** Begin Material to process **

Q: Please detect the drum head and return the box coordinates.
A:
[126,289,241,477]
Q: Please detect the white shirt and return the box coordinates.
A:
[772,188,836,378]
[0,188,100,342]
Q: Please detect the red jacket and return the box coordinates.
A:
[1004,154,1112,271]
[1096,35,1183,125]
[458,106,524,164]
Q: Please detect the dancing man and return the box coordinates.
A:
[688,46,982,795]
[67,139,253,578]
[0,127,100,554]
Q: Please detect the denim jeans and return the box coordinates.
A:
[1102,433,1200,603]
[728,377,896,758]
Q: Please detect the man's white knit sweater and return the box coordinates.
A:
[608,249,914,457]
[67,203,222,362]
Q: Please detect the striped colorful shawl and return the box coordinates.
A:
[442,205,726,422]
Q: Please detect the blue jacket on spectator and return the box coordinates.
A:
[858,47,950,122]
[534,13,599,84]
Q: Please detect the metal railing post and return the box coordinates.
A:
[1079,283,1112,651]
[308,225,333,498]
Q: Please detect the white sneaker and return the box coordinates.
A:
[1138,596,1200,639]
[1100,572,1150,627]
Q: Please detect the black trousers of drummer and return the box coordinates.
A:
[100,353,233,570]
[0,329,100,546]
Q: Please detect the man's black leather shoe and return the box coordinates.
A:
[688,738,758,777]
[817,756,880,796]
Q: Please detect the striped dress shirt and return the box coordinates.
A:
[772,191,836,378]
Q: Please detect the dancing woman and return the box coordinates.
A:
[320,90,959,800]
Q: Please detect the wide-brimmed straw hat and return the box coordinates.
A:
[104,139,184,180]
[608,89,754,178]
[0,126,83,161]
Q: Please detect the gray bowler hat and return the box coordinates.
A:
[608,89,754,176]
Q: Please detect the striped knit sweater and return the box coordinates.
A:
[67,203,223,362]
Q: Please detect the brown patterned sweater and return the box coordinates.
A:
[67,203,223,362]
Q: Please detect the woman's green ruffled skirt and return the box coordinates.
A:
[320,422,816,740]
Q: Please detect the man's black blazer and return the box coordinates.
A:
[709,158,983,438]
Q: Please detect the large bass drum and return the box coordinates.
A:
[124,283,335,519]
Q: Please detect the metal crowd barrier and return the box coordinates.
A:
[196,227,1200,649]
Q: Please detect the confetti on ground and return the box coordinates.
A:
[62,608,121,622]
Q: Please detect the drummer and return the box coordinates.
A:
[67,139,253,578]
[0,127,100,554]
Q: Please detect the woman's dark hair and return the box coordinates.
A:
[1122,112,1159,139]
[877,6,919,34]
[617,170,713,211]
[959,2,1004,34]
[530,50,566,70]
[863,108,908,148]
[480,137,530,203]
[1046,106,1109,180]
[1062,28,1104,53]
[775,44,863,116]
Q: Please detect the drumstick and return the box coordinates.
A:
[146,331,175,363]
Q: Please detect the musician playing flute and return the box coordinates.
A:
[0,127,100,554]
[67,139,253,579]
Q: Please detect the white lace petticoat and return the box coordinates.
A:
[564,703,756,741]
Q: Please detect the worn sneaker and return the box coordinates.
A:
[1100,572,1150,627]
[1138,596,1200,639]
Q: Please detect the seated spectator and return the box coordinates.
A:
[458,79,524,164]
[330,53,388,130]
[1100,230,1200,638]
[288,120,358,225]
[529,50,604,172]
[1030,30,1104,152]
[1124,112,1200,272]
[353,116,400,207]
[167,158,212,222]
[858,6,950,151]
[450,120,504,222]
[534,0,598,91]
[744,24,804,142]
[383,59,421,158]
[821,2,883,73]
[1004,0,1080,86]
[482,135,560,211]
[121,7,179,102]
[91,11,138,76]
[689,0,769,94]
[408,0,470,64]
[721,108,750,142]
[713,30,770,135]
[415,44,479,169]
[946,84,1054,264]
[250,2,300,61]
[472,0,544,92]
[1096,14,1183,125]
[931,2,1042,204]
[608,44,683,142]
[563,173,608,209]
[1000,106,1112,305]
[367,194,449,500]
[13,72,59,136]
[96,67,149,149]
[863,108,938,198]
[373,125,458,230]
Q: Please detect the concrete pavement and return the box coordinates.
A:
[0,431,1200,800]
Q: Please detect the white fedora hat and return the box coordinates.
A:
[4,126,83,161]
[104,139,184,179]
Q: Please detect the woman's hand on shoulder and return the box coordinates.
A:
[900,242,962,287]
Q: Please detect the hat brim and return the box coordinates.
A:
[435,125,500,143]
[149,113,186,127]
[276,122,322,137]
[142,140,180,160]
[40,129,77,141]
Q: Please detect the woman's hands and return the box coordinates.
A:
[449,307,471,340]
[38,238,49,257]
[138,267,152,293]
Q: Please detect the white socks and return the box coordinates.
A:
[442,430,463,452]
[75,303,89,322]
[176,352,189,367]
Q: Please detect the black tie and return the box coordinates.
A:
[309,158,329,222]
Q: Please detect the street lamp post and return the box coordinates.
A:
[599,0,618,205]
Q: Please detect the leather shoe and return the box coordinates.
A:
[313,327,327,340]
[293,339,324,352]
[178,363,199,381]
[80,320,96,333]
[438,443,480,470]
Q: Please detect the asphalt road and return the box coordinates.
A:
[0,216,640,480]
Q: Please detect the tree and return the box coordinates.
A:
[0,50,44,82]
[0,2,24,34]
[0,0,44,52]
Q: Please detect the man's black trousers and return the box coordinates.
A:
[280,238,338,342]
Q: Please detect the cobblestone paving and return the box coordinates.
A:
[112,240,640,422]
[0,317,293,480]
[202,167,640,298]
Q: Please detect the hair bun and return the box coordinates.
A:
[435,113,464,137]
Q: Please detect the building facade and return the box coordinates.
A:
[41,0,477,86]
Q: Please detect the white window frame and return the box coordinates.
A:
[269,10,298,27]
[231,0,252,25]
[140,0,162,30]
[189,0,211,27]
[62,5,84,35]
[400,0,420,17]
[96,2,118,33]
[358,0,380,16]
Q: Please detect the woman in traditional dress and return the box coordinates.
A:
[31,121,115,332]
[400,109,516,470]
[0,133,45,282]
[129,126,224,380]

** End Material to process **
** Begin Material to process **

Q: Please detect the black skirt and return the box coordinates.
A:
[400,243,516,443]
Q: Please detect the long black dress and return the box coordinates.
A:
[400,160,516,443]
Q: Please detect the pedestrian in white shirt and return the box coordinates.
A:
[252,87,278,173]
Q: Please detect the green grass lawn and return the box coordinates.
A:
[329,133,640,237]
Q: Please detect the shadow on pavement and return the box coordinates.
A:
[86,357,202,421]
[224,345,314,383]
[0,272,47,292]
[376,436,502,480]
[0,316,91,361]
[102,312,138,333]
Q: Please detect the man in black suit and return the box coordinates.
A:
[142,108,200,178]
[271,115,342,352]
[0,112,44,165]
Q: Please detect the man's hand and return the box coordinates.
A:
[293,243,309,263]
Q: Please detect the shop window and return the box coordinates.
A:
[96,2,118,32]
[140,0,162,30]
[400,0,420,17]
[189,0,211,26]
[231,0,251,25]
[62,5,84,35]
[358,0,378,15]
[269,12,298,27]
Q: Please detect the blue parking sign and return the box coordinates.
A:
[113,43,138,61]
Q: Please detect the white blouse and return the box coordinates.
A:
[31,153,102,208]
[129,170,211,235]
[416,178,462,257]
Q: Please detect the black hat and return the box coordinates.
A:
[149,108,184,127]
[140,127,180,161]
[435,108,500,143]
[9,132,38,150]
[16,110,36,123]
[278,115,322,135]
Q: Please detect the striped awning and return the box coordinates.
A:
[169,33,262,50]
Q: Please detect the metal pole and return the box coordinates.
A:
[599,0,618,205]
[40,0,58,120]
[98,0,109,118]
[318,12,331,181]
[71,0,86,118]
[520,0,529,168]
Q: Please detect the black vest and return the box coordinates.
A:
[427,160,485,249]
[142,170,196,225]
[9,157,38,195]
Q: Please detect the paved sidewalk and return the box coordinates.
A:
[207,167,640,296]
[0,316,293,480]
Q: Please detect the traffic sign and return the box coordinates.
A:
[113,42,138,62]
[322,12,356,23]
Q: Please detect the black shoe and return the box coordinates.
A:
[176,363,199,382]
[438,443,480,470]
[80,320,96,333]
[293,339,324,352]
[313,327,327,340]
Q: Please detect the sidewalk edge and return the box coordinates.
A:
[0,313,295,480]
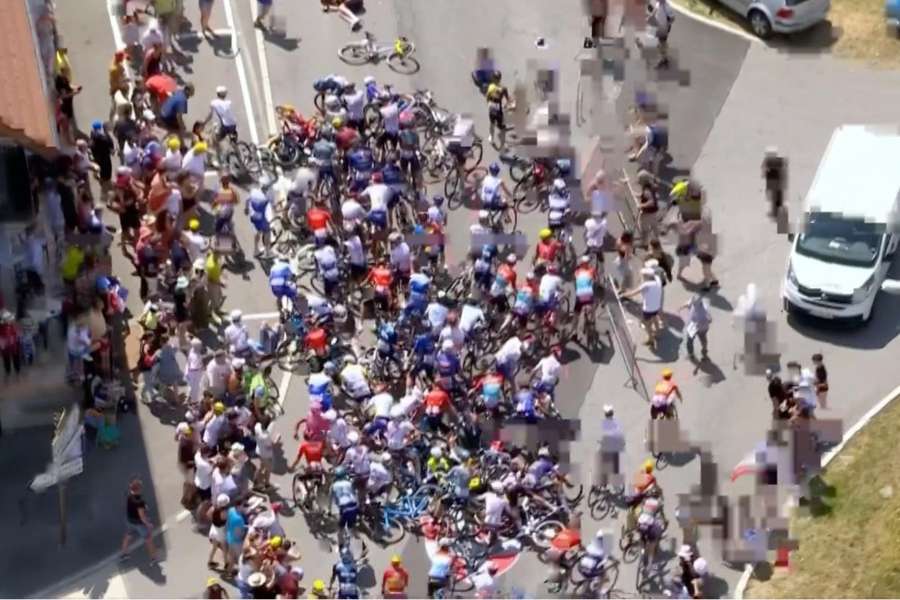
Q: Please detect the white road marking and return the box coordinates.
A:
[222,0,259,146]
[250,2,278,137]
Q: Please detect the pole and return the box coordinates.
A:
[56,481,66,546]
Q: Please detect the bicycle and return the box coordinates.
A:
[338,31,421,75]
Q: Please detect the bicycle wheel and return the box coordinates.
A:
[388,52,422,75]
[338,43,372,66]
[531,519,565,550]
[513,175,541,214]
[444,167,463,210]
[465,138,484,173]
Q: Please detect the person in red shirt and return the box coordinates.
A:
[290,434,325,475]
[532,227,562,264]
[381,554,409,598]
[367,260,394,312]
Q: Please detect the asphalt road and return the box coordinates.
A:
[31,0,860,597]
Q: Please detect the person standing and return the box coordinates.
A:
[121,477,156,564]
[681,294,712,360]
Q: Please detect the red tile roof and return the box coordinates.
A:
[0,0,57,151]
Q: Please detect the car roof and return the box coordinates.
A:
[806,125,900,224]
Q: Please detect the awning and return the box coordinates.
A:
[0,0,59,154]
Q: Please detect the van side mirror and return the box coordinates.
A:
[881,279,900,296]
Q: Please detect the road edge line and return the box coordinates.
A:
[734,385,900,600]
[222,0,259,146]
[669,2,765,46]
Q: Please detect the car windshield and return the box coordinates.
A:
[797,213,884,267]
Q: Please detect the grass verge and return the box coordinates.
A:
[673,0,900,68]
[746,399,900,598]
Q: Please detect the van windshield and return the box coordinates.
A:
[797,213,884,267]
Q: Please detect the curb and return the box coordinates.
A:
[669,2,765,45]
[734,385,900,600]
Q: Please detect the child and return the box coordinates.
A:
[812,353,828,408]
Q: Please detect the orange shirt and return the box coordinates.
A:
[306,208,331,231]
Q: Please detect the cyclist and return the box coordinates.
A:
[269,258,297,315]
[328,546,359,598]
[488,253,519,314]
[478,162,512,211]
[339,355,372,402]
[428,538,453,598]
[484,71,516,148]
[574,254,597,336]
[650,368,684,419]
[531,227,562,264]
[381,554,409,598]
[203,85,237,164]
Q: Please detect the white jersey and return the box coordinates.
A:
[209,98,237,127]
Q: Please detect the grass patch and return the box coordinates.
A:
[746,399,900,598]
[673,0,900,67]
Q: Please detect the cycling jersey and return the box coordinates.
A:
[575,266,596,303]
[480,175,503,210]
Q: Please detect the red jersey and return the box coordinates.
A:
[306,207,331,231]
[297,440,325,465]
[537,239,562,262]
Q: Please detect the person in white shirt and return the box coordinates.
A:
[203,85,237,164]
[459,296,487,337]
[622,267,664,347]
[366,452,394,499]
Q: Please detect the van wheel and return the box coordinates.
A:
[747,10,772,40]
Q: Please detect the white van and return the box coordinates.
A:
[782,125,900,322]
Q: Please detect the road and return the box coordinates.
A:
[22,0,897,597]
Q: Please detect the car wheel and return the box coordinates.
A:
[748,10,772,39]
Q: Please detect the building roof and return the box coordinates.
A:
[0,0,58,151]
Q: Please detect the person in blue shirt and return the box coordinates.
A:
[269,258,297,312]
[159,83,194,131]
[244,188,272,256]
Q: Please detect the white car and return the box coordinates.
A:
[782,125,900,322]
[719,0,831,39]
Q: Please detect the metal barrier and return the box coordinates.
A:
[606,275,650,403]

** End Material to process **
** Begin Material to process **

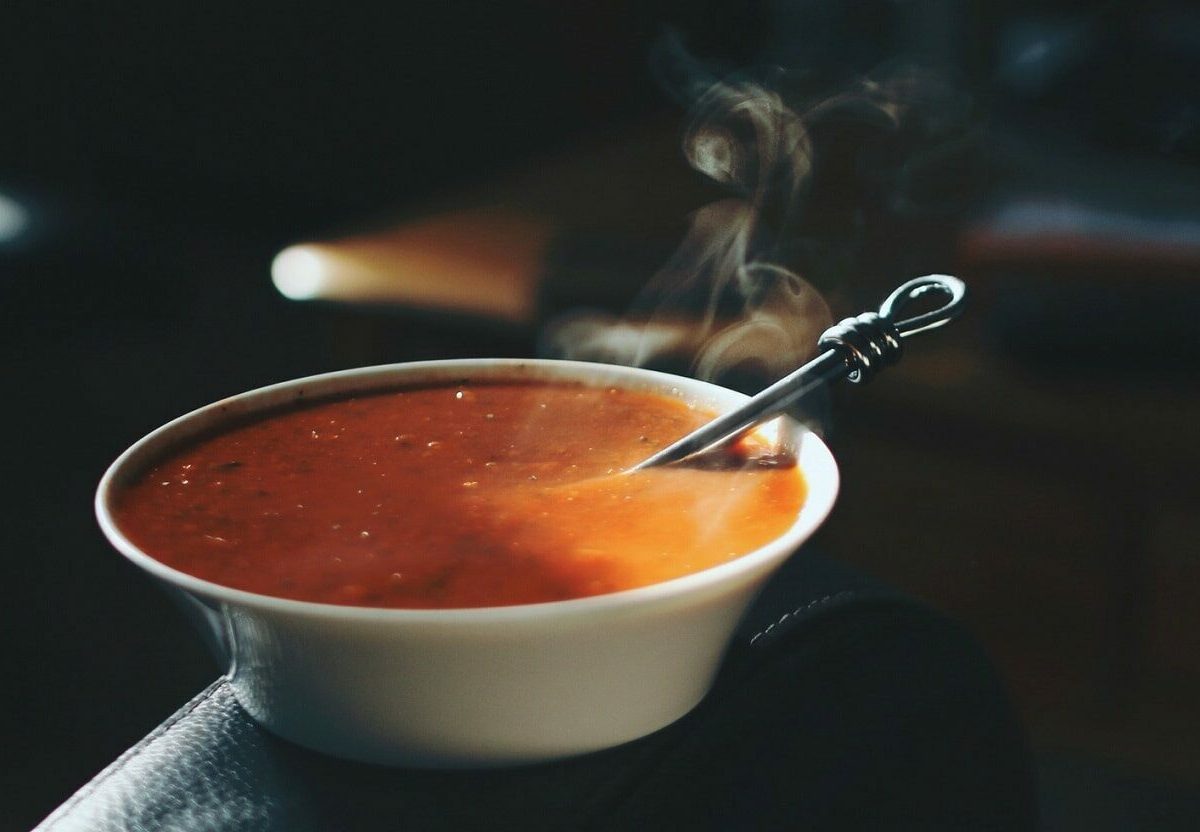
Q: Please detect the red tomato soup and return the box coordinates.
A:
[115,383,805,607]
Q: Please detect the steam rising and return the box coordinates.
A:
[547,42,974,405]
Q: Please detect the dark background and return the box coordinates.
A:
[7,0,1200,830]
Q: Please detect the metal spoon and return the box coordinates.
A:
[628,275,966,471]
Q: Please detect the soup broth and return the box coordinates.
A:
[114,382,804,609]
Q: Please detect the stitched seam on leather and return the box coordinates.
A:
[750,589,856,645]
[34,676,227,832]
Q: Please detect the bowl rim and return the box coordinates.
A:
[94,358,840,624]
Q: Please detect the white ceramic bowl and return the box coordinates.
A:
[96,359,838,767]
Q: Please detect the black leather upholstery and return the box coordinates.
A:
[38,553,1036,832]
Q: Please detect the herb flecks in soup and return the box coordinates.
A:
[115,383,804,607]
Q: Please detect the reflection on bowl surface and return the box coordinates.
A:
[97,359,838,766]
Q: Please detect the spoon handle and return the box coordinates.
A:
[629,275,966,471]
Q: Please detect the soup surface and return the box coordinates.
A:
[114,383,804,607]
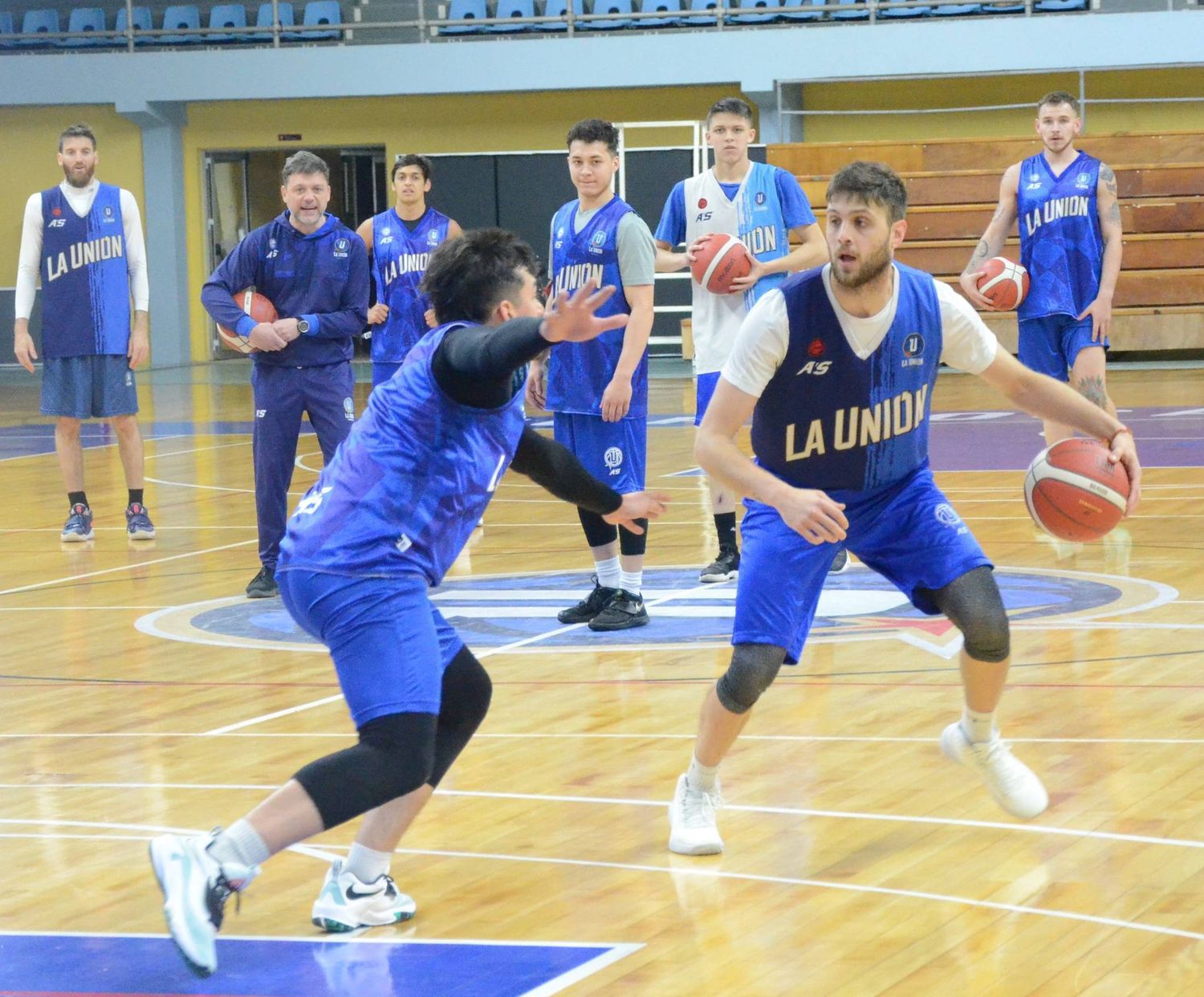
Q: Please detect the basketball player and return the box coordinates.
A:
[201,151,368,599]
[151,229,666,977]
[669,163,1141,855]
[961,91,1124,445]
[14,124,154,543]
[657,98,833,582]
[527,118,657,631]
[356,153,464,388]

** End Material to process **

__Task__
Copy the records word for word, starting at the line containing "Q: Please detect the sidewalk" and ending at the line containing "[465,138,484,173]", with both of those lines included. Leave out the pictures.

__Final answer__
Q: Please detect the sidewalk edge and return the box coordinates.
A:
[0,313,295,480]
Q: Please detect the white road marking and return the box coordinates.
A:
[222,0,259,146]
[250,2,278,137]
Q: Please detect the pole and return the box coordinates.
A:
[56,481,66,546]
Q: Please detect the bicycle and return the box coordinates.
A:
[338,31,421,75]
Q: Please detect the bicycle wheel and return the box coordinates.
A:
[388,52,422,75]
[338,43,372,66]
[531,519,565,550]
[513,175,541,214]
[444,167,463,210]
[465,138,484,173]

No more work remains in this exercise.